-- Text excerpt --
Is there an accepted methodology for determining how accurate a device that measures physiologic variables like HR, HR variability, acceleration, stride length etc might be? Is it simply comparison to a “gold standard”? What if one does not exist? I have seen some that merely calculate a mean measure and consider measurements 2 or more standard deviations away as “abnormal”.
Using the standard deviation from the sample mean to detect outliers is problematic because the mean is the most sensitive summary statistic to any particular data point.
(Section 4.4.2 describes the mathematical properties of the mean that make it unsuitable as a measure of location for detecting abnormal values)
https://hbiostat.org/bbr/descript
Finding highly influential observations (ie. “abnormal” values) requires either the use of a procedure like the jackknife to see how much the mean changes when an observation is removed, or the use of summary statistic that is less responsive to certain abnormal values, such as the median.
An old thread discusses the issue of dealing with outliers. I particularly like the intro sections of Thomas O’Gorman’s books on adaptive procedures that discusses how to think about the problem from a principled frequentist perspective. He has also provided comparative data on various textbook procedures using simulations that demonstrate the benefits and drawbacks relative to the adaptive procedures he derived.

-- Exercise set --
1. In the forum thread on device accuracy and outlier detection, what summary statistic is named as less responsive to certain abnormal values than the mean?
2. Continue the forum thread on device accuracy and outlier detection from its last sentence.

-- Dataset excerpts --
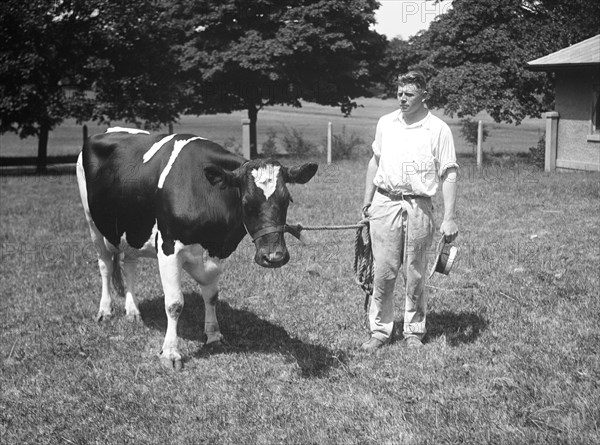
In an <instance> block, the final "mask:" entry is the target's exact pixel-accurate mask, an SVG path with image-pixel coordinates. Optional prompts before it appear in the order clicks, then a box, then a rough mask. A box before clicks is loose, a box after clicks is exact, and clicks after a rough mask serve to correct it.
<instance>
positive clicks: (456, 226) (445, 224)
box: [440, 219, 458, 243]
mask: <svg viewBox="0 0 600 445" xmlns="http://www.w3.org/2000/svg"><path fill="white" fill-rule="evenodd" d="M440 232H441V233H442V235H444V237H445V239H446V242H447V243H451V242H452V241H454V240H455V239H456V237H457V236H458V226H457V225H456V223H455V222H454V220H452V219H448V220H444V221H442V225H441V226H440Z"/></svg>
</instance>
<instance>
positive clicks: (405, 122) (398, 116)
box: [394, 110, 431, 130]
mask: <svg viewBox="0 0 600 445" xmlns="http://www.w3.org/2000/svg"><path fill="white" fill-rule="evenodd" d="M430 116H431V111H427V114H426V115H425V117H424V118H423V119H421V120H420V121H418V122H415V123H414V124H410V125H407V124H406V122H404V118H403V117H402V110H398V111H397V112H396V116H394V120H395V121H398V122H400V124H401V125H402V126H403V127H405V128H419V127H423V128H425V129H426V130H429V117H430Z"/></svg>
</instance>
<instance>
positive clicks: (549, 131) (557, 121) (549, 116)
mask: <svg viewBox="0 0 600 445" xmlns="http://www.w3.org/2000/svg"><path fill="white" fill-rule="evenodd" d="M558 118H559V114H558V113H557V112H556V111H549V112H547V113H546V151H545V153H544V171H547V172H554V171H555V170H556V154H557V153H556V150H557V148H558V143H557V142H558Z"/></svg>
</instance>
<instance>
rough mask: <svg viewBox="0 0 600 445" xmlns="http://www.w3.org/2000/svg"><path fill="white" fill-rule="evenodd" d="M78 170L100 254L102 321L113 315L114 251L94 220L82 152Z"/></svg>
mask: <svg viewBox="0 0 600 445" xmlns="http://www.w3.org/2000/svg"><path fill="white" fill-rule="evenodd" d="M76 172H77V184H78V186H79V195H80V198H81V204H82V205H83V210H84V212H85V219H86V221H87V223H88V227H89V229H90V235H91V237H92V243H93V244H94V247H95V248H96V253H97V255H98V268H99V269H100V276H101V277H102V296H101V297H100V308H99V309H98V315H96V320H97V321H102V320H107V319H109V318H110V317H111V315H112V296H111V290H112V287H111V276H112V274H113V270H114V264H113V253H112V252H111V251H110V250H109V249H108V247H107V245H106V242H105V240H104V237H103V236H102V234H101V233H100V232H99V231H98V229H97V228H96V225H95V224H94V221H93V220H92V215H91V213H90V208H89V204H88V199H87V185H86V180H85V172H84V171H83V165H82V161H81V154H80V155H79V158H78V159H77V169H76ZM117 259H118V257H117Z"/></svg>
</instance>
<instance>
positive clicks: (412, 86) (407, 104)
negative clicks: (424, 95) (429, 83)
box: [398, 84, 425, 114]
mask: <svg viewBox="0 0 600 445" xmlns="http://www.w3.org/2000/svg"><path fill="white" fill-rule="evenodd" d="M424 95H425V91H423V90H421V89H419V87H417V86H416V85H413V84H408V85H401V86H399V87H398V103H399V104H400V109H401V110H402V113H404V114H411V113H414V112H416V111H418V110H420V109H421V108H422V107H423V106H424V105H423V97H424Z"/></svg>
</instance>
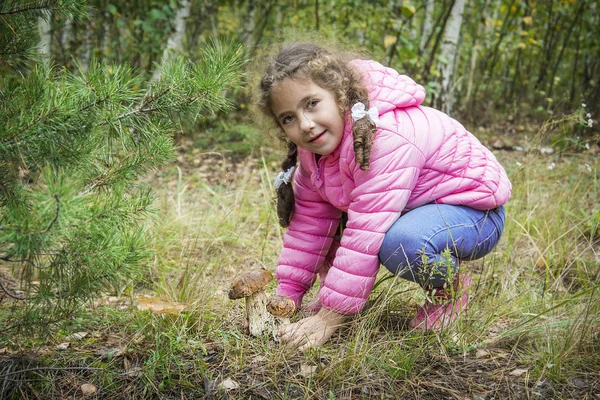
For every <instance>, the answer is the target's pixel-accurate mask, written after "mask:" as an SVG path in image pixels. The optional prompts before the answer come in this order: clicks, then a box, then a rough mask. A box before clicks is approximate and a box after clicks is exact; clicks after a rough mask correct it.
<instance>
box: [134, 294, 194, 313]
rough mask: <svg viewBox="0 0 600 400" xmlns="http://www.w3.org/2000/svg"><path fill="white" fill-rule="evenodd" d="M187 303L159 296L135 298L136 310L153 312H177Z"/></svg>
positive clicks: (168, 312)
mask: <svg viewBox="0 0 600 400" xmlns="http://www.w3.org/2000/svg"><path fill="white" fill-rule="evenodd" d="M186 306H187V303H180V302H177V301H169V300H165V299H161V298H160V297H142V298H139V299H137V308H138V310H150V311H152V312H153V313H155V314H179V313H180V312H181V311H183V310H184V309H185V307H186Z"/></svg>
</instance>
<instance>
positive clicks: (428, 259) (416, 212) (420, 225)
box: [379, 204, 506, 288]
mask: <svg viewBox="0 0 600 400" xmlns="http://www.w3.org/2000/svg"><path fill="white" fill-rule="evenodd" d="M505 219H506V215H505V211H504V207H503V206H501V207H498V208H494V209H493V210H488V211H480V210H475V209H473V208H470V207H465V206H455V205H448V204H426V205H424V206H421V207H418V208H415V209H414V210H411V211H409V212H407V213H406V214H404V215H402V216H400V218H398V220H396V222H394V225H392V227H391V228H390V229H389V230H388V231H387V232H386V234H385V237H384V239H383V244H382V246H381V250H380V252H379V260H380V261H381V263H382V264H383V265H385V267H386V268H387V269H388V270H390V272H392V273H393V274H394V275H398V276H400V277H401V278H404V279H408V280H411V281H413V282H417V283H419V284H420V285H421V286H423V287H429V288H437V287H441V286H443V285H444V284H445V283H446V278H447V276H448V275H449V274H450V273H451V272H456V271H457V269H458V266H459V264H460V261H462V260H465V261H466V260H476V259H478V258H481V257H483V256H485V255H486V254H488V253H489V252H490V251H492V249H493V248H494V246H495V245H496V244H497V243H498V241H499V240H500V236H501V235H502V231H503V230H504V222H505ZM443 252H445V253H446V255H445V256H443V255H442V253H443ZM448 269H451V271H448Z"/></svg>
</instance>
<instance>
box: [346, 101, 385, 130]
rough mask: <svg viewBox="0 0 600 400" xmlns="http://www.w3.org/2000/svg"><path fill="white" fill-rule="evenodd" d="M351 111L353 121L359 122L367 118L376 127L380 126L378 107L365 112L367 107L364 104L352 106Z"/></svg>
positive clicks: (361, 103)
mask: <svg viewBox="0 0 600 400" xmlns="http://www.w3.org/2000/svg"><path fill="white" fill-rule="evenodd" d="M351 111H352V120H353V121H358V120H359V119H362V118H364V117H365V116H367V117H369V119H370V120H371V122H372V123H374V124H375V126H379V111H378V110H377V107H371V108H369V110H368V111H365V105H364V104H363V103H356V104H355V105H353V106H352V110H351Z"/></svg>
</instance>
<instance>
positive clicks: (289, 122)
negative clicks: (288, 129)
mask: <svg viewBox="0 0 600 400" xmlns="http://www.w3.org/2000/svg"><path fill="white" fill-rule="evenodd" d="M293 120H294V117H292V116H291V115H286V116H285V117H283V118H281V123H282V124H283V125H287V124H289V123H290V122H292V121H293Z"/></svg>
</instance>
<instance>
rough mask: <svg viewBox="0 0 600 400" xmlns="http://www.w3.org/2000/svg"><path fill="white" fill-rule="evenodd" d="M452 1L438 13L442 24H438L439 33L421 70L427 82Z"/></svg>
mask: <svg viewBox="0 0 600 400" xmlns="http://www.w3.org/2000/svg"><path fill="white" fill-rule="evenodd" d="M454 3H456V0H451V1H450V7H449V9H448V11H447V12H443V13H442V14H441V15H440V19H441V21H442V24H441V25H440V27H441V28H440V30H439V33H438V34H437V37H436V39H435V42H434V43H433V48H432V49H431V53H429V58H428V60H427V64H425V68H424V70H423V82H427V81H428V80H429V73H430V70H431V66H432V65H433V61H434V60H435V55H436V53H437V49H438V47H439V45H440V41H441V38H442V36H443V35H444V32H445V31H446V24H447V23H448V20H449V19H450V13H451V12H452V9H454ZM436 25H438V24H436Z"/></svg>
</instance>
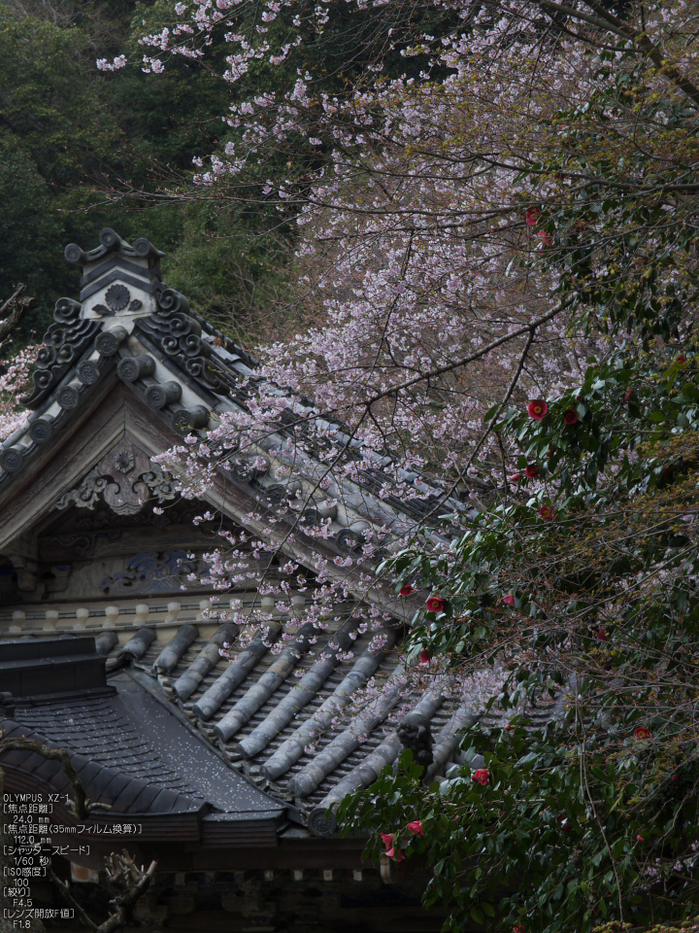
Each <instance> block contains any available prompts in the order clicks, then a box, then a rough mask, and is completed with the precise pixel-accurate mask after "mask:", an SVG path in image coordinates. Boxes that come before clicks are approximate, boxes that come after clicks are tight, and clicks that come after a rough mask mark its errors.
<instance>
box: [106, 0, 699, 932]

-- Activity answers --
1. The median.

2.
https://discourse.datamethods.org/t/provisions-for-outilers-and-strategies/4222/2?u=r_cubed
There is a bit going on here. First, you probably want to distinguish between HR/HRV and gait variables because the physics of measurement are quite different. For HR/HRV, different “devices” have different levels of reliability e.g. field optical wrist measurement < field commercial chest strap < electrodes with conducting gel in a controlled environment. For gait measurements there is also something similar. Something like an indirect sensor located away from the legs/feet < foot pods < image tracking or direct accelerometer measurement in a lab.
I guess that was a long way of saying, yes, for the variables you mentioned there should be a “gold” standard but one would probably need to consider the environments the measurements are taken in as well.
General suggestion: Estimate the average, median, and pseudo-median of the absolute differences between two ways of measuring the same thing. And get bootstrap confidence intervals for these overall discrepency measures. See also https://hbiostat.org/bbr/obsvar.
Given a proposal to compare 5 IMU sensor systems that have algorithms that are black box and simply output an ordinal risk of injury of low medium high, and having access to 500 horses in training how would you design a study to see which of the sensors more accurately predicts musculoskeletal injuries in racehorses.